PROMPT: In the forum thread about Yanmar and diesel fuel, what does Halifax use on the portable diesel tank?

# Yanmar and diesel fuel



## bmaverick (Feb 20, 2014)

Since diesel gells and gets slimy due to bacteria, what additives and treatments do you all use here with your Yanmar? 

I've tried the Lucas stuff with so-so results. Looking for something better.


----------



## winston (Aug 19, 2008)

I use the grey bottle of Power Service diesel kleen. Don't know whether it helps or not but inexpensive so what have I got to lose?


----------



## Mickey (Aug 14, 2010)

I've never had any problems with diesel fuel. Maybe location has something to do with it.

Have never used any form of additives to prevent gelling in the tractor. Yrs ago I had a diesel car. Put it in storage for 4+ yrs. When I pulled it out of storage, all I did was replaced the battery and the engine started right up. Drove the car for a while until I sold it. No issues.


----------



## bmaverick (Feb 20, 2014)

winston said:


> I use the grey bottle of Power Service diesel kleen. Don't know whether it helps or not but inexpensive so what have I got to lose?


I've looked at the Diesel Kleen at TSC. Even got a bottle. But, after some investigation, it may cause more issues than what it trys to solve. That is why I posed the question here looking for other viable solutions.


----------



## Halifax (Oct 8, 2009)

I use the Diesel Kleen in my tractor and never had any problems... But maybe I don't have any problems with or without the stuff added... I do use a filter on my portable tank full of diesel.

Aubrey


----------



## bmaverick (Feb 20, 2014)

Halifax said:


> I use the Diesel Kleen in my tractor and never had any problems... But maybe I don't have any problems with or without the stuff added... I do use a filter on my portable tank full of diesel.
> 
> Aubrey


Thanks. Up there in Halifax it might not get that warm to cause issues with the diesel fuel sitting over long periods of time. Here in TN, I have to deal with higher temps and longer warm seasons.

INPUT DATA:
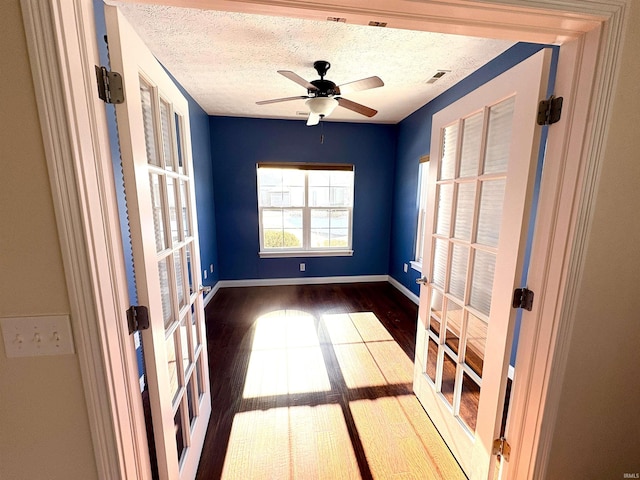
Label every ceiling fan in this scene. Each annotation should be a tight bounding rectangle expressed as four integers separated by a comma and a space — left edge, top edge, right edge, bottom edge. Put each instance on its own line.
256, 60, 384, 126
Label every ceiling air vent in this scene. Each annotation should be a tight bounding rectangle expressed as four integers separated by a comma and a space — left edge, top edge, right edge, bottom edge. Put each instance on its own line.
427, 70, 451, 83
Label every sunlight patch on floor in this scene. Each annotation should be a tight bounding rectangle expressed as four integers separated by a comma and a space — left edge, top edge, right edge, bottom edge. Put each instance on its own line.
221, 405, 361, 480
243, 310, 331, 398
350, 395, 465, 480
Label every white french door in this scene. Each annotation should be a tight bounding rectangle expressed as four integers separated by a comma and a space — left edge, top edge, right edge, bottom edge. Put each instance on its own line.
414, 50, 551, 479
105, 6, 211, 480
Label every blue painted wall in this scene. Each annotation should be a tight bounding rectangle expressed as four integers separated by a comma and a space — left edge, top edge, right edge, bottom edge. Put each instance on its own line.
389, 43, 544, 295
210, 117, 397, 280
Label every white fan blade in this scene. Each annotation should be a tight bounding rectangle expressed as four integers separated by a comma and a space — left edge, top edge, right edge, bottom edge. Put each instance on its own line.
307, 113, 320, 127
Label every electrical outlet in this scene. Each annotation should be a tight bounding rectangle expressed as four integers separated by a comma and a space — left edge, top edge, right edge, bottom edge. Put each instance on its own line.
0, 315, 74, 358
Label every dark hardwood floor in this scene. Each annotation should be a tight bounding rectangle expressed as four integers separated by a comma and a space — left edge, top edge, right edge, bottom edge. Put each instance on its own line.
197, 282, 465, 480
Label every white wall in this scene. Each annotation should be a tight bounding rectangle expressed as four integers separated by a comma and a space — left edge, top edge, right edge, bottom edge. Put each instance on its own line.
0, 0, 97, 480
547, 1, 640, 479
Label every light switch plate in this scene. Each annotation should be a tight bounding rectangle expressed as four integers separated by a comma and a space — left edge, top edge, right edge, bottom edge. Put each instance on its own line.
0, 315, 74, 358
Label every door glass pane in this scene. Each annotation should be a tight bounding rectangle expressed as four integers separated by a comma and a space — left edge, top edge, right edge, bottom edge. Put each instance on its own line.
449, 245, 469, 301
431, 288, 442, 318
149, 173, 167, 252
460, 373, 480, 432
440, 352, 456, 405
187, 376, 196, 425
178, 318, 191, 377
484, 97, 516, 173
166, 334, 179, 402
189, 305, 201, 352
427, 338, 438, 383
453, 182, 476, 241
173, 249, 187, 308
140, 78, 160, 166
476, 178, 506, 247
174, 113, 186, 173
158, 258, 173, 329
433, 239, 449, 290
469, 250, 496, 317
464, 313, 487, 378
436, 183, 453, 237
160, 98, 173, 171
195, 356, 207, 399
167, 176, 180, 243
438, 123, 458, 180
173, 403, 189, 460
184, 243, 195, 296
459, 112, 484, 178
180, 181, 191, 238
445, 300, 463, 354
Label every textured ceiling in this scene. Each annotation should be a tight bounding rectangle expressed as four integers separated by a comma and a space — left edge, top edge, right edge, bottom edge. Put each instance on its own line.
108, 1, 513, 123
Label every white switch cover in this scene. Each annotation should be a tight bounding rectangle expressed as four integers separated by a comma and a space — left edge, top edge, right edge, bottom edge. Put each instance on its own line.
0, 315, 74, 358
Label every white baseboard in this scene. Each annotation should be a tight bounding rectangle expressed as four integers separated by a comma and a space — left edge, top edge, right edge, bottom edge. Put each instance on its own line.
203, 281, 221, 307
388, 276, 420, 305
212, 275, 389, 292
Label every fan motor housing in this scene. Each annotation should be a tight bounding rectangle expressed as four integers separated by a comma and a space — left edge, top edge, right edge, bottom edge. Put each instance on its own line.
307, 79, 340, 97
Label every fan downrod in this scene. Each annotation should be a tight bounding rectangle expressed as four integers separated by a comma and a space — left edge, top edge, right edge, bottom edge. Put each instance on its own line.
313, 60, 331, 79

...

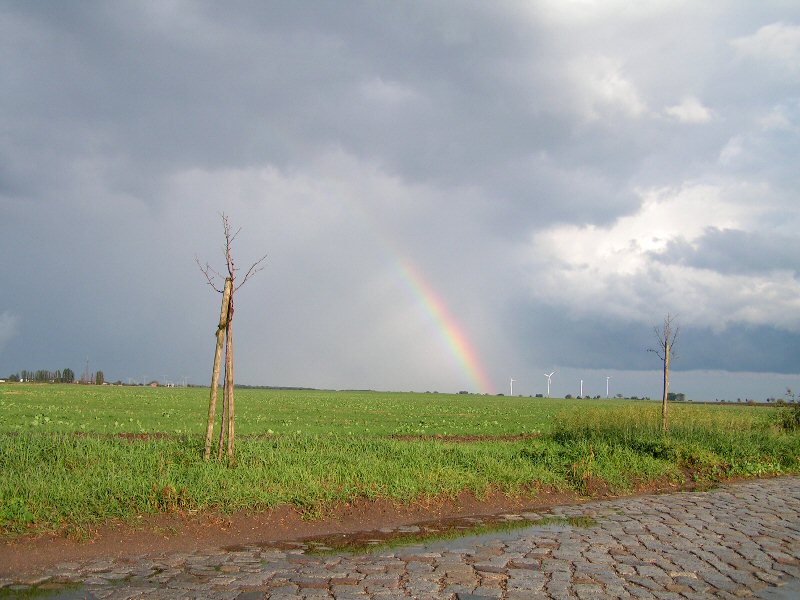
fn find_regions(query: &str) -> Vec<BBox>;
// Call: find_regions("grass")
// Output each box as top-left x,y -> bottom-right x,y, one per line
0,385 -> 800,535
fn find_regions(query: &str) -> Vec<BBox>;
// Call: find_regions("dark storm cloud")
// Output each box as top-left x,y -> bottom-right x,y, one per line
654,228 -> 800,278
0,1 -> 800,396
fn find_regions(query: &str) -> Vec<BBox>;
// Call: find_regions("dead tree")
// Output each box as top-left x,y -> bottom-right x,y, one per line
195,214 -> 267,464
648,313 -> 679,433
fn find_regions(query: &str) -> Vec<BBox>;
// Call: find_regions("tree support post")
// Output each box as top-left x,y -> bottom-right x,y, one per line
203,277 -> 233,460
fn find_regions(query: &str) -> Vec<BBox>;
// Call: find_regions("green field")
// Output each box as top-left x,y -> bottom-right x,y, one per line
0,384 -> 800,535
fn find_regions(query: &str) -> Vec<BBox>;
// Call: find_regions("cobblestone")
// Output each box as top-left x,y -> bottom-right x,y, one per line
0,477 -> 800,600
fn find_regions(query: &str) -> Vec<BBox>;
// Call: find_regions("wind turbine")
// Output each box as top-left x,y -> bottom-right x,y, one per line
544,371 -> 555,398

--

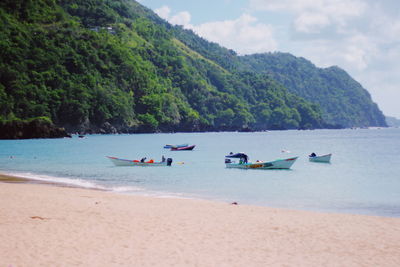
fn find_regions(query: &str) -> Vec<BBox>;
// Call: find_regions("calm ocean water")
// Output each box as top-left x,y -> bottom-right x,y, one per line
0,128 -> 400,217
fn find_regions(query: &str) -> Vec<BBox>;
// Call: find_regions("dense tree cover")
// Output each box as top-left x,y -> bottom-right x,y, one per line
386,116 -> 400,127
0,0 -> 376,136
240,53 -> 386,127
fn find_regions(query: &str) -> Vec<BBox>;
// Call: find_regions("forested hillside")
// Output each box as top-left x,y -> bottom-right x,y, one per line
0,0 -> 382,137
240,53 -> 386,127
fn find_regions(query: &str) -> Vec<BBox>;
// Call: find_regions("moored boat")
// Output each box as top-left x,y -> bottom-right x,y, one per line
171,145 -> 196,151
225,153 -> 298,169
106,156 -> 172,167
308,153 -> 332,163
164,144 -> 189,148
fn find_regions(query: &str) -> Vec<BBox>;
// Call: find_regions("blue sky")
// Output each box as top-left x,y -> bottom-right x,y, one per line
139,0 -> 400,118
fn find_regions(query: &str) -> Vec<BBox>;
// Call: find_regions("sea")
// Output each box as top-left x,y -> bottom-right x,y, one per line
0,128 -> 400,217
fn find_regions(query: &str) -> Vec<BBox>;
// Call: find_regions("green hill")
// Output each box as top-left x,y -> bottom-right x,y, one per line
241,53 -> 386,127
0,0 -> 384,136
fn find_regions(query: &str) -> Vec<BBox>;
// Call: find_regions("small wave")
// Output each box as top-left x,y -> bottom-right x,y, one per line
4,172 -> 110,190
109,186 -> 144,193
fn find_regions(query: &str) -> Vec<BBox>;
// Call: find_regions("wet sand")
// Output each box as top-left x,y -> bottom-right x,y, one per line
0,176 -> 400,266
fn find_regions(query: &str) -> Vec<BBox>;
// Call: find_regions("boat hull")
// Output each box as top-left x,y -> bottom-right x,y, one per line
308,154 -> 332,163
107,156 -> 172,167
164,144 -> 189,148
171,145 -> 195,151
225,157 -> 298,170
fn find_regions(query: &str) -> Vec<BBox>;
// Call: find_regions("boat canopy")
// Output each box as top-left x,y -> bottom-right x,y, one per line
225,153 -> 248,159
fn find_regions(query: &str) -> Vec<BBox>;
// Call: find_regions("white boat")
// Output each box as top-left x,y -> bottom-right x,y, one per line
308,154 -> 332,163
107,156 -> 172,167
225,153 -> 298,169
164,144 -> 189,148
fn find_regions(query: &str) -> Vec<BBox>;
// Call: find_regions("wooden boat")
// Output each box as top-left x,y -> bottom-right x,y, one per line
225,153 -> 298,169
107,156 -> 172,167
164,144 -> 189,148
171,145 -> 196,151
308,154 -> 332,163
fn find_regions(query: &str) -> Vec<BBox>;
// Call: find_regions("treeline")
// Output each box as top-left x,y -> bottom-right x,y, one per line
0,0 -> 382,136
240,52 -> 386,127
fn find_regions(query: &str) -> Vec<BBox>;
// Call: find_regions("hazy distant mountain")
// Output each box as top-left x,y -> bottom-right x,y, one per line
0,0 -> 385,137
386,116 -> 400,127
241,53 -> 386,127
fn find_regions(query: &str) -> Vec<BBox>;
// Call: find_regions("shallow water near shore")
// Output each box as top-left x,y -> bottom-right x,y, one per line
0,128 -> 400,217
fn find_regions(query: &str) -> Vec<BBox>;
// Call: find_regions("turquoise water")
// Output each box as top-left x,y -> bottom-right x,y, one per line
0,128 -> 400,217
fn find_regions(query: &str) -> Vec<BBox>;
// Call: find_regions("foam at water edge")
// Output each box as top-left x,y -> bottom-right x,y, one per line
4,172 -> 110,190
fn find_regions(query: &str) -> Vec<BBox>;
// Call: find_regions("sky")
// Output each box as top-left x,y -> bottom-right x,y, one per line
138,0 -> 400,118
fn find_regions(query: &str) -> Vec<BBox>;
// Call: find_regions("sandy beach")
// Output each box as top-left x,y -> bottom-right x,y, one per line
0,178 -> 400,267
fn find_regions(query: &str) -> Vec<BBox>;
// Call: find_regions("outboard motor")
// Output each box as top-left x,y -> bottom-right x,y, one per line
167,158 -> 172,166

SOLUTION TO THIS EXERCISE: A filter.